## Requirement
Find every line in the items below that contains the string "sloth" and copy each of those lines. Case counts.

## Supplied records
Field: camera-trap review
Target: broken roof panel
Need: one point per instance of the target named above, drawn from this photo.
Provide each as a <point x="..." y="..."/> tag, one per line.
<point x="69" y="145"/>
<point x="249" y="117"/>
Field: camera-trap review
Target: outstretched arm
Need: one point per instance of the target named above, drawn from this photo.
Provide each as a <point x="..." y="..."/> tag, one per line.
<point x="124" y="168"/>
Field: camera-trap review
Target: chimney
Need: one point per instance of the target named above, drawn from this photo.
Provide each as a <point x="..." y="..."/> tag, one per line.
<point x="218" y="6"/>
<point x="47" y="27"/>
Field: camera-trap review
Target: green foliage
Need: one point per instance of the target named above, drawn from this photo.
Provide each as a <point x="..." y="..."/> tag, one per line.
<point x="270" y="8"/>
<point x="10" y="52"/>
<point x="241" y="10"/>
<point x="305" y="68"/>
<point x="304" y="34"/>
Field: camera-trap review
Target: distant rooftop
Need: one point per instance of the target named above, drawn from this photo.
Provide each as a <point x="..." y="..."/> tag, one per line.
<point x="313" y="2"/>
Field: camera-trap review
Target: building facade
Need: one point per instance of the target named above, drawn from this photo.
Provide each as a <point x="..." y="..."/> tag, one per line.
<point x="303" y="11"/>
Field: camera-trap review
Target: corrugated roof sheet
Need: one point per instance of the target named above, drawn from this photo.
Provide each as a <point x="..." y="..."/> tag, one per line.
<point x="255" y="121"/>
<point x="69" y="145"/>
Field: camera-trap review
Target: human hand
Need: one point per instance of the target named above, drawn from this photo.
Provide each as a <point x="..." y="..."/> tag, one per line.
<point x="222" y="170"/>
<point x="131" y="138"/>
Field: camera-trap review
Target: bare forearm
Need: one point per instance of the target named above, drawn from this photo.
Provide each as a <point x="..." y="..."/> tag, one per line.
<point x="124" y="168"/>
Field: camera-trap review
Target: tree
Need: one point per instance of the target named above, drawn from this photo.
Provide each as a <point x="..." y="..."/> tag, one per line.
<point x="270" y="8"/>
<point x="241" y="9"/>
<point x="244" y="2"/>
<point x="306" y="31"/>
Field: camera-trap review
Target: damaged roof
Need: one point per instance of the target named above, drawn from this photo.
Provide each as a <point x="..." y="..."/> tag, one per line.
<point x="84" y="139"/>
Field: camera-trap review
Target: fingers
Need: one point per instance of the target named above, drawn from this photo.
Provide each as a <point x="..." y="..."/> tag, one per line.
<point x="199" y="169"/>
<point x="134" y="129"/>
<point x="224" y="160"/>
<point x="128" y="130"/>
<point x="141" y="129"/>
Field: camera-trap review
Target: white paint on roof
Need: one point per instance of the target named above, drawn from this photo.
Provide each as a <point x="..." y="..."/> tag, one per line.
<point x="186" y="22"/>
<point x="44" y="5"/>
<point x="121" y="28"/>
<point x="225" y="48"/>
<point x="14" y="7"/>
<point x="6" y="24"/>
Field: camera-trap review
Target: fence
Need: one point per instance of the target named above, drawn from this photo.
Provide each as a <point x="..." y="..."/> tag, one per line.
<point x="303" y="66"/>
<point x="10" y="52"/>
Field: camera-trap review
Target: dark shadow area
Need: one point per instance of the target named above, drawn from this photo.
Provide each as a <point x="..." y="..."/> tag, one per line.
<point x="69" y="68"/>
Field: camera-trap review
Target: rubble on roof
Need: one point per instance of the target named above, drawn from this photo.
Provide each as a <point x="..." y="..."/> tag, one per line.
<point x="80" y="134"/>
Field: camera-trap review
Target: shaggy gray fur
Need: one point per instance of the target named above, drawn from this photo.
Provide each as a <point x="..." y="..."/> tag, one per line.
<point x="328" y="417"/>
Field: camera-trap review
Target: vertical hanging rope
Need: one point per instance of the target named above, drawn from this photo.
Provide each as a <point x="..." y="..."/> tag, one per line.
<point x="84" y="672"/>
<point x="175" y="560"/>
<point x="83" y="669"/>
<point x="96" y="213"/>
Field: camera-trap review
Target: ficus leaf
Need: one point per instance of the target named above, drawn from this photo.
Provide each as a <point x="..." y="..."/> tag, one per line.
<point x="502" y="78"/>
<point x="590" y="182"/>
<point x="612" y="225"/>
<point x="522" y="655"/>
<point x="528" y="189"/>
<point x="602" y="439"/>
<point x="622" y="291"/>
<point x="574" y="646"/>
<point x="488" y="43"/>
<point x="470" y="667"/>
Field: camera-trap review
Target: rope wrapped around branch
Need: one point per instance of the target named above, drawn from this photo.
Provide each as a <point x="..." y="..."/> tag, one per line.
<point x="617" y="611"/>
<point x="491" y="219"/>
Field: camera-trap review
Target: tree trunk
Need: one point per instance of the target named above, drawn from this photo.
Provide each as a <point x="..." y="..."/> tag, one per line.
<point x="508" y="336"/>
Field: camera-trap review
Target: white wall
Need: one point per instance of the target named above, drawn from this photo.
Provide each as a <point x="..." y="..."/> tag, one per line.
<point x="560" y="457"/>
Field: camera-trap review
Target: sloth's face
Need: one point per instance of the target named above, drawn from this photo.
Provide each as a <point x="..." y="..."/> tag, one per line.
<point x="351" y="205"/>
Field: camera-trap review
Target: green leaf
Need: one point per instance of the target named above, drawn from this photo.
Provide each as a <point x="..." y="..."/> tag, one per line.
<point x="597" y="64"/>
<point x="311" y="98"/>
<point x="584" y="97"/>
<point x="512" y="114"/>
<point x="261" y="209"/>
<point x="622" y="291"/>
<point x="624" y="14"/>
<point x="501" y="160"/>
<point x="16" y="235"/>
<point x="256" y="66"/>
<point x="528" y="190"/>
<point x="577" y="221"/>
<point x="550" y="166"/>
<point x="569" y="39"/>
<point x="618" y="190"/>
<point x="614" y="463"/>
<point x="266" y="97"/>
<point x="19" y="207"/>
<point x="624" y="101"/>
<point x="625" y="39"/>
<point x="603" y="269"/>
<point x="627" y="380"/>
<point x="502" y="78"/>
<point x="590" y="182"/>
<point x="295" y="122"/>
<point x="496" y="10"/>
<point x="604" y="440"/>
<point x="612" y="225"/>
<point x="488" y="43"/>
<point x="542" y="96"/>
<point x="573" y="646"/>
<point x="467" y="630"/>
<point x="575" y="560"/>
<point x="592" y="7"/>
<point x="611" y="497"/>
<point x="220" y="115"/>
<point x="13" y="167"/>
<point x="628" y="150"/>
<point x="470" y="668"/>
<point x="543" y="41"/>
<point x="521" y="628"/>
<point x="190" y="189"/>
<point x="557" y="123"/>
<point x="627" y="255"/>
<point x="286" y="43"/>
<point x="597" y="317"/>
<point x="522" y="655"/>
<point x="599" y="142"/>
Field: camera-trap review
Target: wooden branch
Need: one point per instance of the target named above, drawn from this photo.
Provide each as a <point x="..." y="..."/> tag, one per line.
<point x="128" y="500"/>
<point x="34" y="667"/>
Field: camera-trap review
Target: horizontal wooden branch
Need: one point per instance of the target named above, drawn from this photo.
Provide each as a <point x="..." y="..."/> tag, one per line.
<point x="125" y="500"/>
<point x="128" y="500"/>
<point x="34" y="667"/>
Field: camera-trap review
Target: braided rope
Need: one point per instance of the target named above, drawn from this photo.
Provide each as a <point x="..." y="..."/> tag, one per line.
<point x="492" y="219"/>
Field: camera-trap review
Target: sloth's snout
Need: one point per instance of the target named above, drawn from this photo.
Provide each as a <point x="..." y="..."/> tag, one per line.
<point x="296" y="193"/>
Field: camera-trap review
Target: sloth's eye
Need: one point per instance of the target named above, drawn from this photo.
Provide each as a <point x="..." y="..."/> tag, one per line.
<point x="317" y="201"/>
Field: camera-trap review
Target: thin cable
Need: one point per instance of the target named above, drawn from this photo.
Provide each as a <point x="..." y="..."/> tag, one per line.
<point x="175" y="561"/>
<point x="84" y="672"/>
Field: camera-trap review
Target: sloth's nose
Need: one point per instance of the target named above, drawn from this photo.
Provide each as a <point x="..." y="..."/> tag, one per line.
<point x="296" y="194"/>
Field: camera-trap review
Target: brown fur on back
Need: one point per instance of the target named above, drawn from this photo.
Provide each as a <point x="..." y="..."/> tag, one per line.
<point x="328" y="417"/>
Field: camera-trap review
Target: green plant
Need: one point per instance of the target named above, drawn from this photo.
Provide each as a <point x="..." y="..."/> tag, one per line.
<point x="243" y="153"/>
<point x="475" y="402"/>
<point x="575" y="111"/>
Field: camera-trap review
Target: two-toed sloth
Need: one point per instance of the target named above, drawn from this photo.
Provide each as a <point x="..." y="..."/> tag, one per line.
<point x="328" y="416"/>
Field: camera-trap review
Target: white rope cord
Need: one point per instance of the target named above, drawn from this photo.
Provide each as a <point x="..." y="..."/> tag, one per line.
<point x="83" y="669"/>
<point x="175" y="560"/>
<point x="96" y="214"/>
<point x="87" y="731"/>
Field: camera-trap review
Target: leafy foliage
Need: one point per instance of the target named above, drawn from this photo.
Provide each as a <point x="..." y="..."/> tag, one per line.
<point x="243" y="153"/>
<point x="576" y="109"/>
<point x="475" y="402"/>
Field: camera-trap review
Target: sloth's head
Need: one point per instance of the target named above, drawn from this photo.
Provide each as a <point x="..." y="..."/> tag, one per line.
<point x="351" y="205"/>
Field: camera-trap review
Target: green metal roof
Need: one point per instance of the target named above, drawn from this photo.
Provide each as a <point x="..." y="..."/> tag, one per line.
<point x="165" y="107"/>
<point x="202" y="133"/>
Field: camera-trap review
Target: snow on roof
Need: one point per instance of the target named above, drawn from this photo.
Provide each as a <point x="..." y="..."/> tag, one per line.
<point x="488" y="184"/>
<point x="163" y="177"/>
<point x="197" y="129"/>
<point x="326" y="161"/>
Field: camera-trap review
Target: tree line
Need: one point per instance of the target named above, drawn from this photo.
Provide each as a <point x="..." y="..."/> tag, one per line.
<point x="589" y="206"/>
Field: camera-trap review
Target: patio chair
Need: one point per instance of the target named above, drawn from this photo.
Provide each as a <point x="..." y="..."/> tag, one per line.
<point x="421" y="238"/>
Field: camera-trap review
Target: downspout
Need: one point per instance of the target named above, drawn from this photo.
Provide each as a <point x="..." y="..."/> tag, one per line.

## Solution to this task
Target: sloth's face
Target: sloth's snout
Target: sloth's eye
Target: sloth's nose
Target: two-toed sloth
Target: sloth's head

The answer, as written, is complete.